Take the listing below and output it again exactly.

== EXTRACTED INFORMATION ==
--------

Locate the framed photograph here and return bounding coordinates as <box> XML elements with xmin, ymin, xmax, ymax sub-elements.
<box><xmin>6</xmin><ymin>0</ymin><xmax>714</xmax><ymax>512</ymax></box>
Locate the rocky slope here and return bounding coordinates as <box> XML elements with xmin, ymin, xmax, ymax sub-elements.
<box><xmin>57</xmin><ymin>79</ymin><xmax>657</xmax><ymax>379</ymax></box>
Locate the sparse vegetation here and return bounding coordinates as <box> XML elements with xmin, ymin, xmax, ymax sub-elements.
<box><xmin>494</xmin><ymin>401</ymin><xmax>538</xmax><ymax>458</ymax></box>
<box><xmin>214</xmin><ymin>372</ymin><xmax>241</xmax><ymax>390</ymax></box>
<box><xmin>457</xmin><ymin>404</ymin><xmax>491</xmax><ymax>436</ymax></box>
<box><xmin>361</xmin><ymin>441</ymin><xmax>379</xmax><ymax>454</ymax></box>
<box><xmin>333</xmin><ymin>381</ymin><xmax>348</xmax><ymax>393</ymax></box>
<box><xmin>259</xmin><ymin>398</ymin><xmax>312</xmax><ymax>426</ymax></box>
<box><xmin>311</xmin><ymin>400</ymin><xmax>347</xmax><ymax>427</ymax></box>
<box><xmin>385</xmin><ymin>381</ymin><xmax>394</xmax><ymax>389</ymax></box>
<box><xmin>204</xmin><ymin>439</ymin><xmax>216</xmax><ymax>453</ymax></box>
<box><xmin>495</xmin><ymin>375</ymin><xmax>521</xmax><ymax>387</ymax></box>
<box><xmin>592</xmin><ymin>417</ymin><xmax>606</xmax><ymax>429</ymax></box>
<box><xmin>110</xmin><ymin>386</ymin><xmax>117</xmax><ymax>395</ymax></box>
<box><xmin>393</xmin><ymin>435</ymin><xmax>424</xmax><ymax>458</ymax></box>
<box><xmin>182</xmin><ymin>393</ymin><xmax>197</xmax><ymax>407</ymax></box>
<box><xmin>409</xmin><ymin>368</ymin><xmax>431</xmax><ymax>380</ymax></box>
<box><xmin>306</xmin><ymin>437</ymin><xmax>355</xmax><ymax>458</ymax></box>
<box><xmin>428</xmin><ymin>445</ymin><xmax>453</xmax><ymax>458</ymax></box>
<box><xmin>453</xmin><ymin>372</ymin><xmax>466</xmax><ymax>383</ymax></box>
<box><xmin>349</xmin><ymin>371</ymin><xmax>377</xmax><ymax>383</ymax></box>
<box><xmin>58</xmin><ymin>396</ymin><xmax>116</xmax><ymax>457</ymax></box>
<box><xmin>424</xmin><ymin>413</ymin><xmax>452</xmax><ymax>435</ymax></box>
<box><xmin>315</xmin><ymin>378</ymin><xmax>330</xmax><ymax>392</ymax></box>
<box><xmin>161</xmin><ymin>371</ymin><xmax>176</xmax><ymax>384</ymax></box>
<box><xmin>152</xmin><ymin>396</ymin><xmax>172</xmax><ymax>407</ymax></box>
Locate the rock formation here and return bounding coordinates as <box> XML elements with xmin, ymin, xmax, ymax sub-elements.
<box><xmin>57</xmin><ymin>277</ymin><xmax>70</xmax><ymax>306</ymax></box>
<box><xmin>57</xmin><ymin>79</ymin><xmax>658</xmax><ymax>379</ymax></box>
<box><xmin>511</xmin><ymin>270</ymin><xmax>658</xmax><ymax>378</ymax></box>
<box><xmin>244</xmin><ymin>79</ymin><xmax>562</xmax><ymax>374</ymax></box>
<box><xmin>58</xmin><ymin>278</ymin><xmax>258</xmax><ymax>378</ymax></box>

--------

== COMPLETED EXERCISE ==
Locate the framed photograph here and return bounding coordinates as <box> XML elements with xmin, ymin, xmax, ymax sub-elements.
<box><xmin>6</xmin><ymin>0</ymin><xmax>714</xmax><ymax>512</ymax></box>
Locate the rocky slope here and return bounding coordinates as <box> XML elements with xmin, ymin, xmax, ymax sub-elements.
<box><xmin>57</xmin><ymin>79</ymin><xmax>657</xmax><ymax>379</ymax></box>
Locate the sparse vegetation here and return bounding coordinates as <box> XML elements with xmin, ymin, xmax, ymax sub-elements.
<box><xmin>494</xmin><ymin>401</ymin><xmax>538</xmax><ymax>458</ymax></box>
<box><xmin>214</xmin><ymin>372</ymin><xmax>241</xmax><ymax>390</ymax></box>
<box><xmin>457</xmin><ymin>404</ymin><xmax>491</xmax><ymax>436</ymax></box>
<box><xmin>361</xmin><ymin>441</ymin><xmax>379</xmax><ymax>454</ymax></box>
<box><xmin>333</xmin><ymin>381</ymin><xmax>348</xmax><ymax>393</ymax></box>
<box><xmin>259</xmin><ymin>398</ymin><xmax>312</xmax><ymax>426</ymax></box>
<box><xmin>311</xmin><ymin>400</ymin><xmax>347</xmax><ymax>427</ymax></box>
<box><xmin>385</xmin><ymin>381</ymin><xmax>394</xmax><ymax>389</ymax></box>
<box><xmin>204</xmin><ymin>439</ymin><xmax>216</xmax><ymax>453</ymax></box>
<box><xmin>495</xmin><ymin>375</ymin><xmax>521</xmax><ymax>387</ymax></box>
<box><xmin>592</xmin><ymin>417</ymin><xmax>606</xmax><ymax>429</ymax></box>
<box><xmin>110</xmin><ymin>386</ymin><xmax>117</xmax><ymax>395</ymax></box>
<box><xmin>393</xmin><ymin>435</ymin><xmax>424</xmax><ymax>458</ymax></box>
<box><xmin>182</xmin><ymin>393</ymin><xmax>197</xmax><ymax>407</ymax></box>
<box><xmin>409</xmin><ymin>368</ymin><xmax>431</xmax><ymax>380</ymax></box>
<box><xmin>306</xmin><ymin>437</ymin><xmax>355</xmax><ymax>458</ymax></box>
<box><xmin>428</xmin><ymin>445</ymin><xmax>453</xmax><ymax>458</ymax></box>
<box><xmin>453</xmin><ymin>372</ymin><xmax>466</xmax><ymax>383</ymax></box>
<box><xmin>349</xmin><ymin>371</ymin><xmax>377</xmax><ymax>383</ymax></box>
<box><xmin>58</xmin><ymin>396</ymin><xmax>116</xmax><ymax>457</ymax></box>
<box><xmin>424</xmin><ymin>413</ymin><xmax>452</xmax><ymax>435</ymax></box>
<box><xmin>315</xmin><ymin>378</ymin><xmax>330</xmax><ymax>392</ymax></box>
<box><xmin>161</xmin><ymin>371</ymin><xmax>176</xmax><ymax>384</ymax></box>
<box><xmin>152</xmin><ymin>396</ymin><xmax>172</xmax><ymax>407</ymax></box>
Locate the rock formation here and return bounding coordinates as <box> XML elements with xmin, ymin, xmax, ymax sub-elements.
<box><xmin>57</xmin><ymin>277</ymin><xmax>70</xmax><ymax>306</ymax></box>
<box><xmin>57</xmin><ymin>79</ymin><xmax>658</xmax><ymax>379</ymax></box>
<box><xmin>511</xmin><ymin>270</ymin><xmax>658</xmax><ymax>378</ymax></box>
<box><xmin>244</xmin><ymin>79</ymin><xmax>562</xmax><ymax>374</ymax></box>
<box><xmin>58</xmin><ymin>278</ymin><xmax>258</xmax><ymax>378</ymax></box>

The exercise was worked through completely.